SUPPLIED ENTRIES
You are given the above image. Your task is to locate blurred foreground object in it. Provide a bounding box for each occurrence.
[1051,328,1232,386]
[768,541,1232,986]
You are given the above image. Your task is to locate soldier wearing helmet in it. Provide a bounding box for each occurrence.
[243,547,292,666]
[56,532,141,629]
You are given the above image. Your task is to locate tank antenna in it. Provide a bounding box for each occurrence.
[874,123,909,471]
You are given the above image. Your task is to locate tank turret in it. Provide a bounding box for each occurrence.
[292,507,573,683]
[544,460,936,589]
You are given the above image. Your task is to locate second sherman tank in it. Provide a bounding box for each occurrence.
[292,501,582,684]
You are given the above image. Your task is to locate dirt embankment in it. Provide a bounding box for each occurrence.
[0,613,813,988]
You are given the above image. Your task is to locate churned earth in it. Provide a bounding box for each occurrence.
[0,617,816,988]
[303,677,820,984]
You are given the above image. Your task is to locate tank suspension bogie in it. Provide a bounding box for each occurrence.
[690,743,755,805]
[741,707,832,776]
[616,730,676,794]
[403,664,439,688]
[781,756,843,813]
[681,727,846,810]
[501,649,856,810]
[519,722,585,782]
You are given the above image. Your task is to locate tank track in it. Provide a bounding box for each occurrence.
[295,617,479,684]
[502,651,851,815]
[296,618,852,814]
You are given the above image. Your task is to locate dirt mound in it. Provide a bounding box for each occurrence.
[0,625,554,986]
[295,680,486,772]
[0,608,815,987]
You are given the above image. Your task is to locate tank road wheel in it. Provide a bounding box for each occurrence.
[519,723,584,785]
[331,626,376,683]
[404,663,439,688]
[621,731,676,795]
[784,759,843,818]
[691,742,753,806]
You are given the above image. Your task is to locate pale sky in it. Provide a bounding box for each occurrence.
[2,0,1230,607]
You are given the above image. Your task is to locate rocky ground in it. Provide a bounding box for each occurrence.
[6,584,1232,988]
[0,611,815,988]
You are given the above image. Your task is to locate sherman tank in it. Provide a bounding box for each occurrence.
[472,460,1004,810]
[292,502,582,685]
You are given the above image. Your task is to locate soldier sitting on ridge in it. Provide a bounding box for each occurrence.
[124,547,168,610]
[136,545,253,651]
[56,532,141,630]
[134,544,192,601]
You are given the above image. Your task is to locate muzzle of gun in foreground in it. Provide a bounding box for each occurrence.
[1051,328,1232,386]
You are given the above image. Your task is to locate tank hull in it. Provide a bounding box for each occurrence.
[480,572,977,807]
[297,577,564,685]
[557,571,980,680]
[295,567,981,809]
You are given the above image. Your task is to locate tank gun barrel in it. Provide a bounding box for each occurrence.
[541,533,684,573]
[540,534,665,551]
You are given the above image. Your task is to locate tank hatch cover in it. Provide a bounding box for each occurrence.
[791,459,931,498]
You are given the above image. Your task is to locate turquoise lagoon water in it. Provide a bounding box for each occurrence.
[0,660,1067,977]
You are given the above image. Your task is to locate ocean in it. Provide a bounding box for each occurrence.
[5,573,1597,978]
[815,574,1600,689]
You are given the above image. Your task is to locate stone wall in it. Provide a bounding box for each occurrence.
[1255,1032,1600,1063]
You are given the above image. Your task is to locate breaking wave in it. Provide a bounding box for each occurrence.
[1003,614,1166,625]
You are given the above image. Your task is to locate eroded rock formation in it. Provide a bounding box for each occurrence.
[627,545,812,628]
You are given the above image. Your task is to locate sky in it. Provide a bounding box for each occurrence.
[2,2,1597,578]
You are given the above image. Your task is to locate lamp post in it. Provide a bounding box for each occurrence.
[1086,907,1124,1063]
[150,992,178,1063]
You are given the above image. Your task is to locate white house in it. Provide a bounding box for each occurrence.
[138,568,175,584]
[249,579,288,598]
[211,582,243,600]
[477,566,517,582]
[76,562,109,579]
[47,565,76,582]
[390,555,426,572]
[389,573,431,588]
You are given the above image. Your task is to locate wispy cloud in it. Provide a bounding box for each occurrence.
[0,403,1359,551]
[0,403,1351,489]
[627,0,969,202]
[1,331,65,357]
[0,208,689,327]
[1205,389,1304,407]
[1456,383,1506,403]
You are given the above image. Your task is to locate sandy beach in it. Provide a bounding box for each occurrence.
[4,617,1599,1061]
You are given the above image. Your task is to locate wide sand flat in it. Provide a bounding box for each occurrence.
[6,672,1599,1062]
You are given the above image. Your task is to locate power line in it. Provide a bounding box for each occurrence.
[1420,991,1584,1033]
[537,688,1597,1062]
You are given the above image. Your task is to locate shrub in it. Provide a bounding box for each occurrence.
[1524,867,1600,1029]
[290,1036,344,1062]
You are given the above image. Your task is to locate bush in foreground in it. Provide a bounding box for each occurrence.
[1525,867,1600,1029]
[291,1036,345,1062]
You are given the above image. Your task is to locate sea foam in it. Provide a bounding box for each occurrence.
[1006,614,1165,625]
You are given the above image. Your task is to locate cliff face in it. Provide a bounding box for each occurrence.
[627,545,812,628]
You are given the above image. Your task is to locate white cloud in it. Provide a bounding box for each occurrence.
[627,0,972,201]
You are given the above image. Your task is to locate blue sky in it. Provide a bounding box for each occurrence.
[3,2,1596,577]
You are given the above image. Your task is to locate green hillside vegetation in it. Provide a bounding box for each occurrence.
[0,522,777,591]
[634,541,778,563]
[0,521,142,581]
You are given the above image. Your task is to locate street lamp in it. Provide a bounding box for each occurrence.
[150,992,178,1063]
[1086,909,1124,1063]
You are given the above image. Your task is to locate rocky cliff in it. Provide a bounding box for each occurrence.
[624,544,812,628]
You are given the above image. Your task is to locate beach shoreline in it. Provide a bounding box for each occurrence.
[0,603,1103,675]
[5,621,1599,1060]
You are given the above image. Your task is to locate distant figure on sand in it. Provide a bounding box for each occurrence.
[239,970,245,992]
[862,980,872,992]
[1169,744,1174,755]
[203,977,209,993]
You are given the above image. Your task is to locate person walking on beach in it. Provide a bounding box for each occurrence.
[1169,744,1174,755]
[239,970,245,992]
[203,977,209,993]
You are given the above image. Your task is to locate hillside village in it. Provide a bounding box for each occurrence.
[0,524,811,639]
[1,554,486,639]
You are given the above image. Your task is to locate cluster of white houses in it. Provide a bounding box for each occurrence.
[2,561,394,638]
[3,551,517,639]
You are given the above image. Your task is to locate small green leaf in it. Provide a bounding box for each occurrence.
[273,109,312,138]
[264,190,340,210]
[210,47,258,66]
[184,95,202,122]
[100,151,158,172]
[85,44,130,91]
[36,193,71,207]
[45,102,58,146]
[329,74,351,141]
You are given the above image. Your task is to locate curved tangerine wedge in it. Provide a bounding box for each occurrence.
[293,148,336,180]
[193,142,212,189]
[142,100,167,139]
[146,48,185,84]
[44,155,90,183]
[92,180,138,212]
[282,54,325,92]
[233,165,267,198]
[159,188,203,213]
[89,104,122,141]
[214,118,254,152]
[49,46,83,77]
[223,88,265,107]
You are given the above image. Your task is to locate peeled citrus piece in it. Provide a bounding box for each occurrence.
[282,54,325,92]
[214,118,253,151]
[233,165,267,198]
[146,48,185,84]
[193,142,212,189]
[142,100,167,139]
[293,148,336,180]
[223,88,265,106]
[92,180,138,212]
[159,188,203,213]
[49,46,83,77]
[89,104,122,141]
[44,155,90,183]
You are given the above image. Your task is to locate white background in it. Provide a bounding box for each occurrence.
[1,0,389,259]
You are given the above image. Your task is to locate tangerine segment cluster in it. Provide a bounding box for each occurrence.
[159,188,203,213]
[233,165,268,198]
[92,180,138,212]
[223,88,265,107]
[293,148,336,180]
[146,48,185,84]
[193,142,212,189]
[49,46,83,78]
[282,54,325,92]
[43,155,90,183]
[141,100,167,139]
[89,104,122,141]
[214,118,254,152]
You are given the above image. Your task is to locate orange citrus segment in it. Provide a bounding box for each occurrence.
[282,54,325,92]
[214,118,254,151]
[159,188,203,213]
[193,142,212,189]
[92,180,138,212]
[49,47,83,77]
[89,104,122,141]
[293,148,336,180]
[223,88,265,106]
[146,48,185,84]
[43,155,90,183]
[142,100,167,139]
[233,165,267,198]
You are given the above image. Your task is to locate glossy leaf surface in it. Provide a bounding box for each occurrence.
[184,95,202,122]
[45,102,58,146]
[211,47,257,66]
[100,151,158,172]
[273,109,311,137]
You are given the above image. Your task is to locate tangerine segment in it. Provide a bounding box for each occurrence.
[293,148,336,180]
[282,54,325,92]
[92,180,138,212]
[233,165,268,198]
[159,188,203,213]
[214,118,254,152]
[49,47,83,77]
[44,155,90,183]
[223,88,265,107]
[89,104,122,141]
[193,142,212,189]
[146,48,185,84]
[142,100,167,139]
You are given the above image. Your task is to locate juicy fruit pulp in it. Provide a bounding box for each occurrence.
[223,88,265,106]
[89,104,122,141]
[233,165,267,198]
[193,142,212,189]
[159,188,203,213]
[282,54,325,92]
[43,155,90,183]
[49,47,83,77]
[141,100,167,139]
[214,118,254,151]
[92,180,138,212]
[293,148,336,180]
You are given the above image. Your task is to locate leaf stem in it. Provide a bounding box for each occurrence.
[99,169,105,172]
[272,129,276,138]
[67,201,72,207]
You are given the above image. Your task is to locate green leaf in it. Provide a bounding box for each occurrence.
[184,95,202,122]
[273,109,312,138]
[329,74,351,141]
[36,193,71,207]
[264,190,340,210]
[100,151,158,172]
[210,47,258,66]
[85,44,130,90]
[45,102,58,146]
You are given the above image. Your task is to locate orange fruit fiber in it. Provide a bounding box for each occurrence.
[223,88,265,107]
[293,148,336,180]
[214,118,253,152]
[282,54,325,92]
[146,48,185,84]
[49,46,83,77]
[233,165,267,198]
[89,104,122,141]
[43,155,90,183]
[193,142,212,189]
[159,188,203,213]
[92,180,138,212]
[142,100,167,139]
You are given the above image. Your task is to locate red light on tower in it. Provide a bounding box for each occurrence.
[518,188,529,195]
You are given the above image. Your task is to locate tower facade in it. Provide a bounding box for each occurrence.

WORK INSTRUCTION
Repeat precisely, and with nothing added, every line from the one containing "to locate red" to the last line of the listing above.

RESPONSE TO THE EXERCISE
You are given the above image. Your task is to locate red light on tower in it. Provide a bounding box for each occurrence.
[518,188,529,195]
You are given the above image. Your task is to locate tower facade in it. Provide a bounding box for each occurrence.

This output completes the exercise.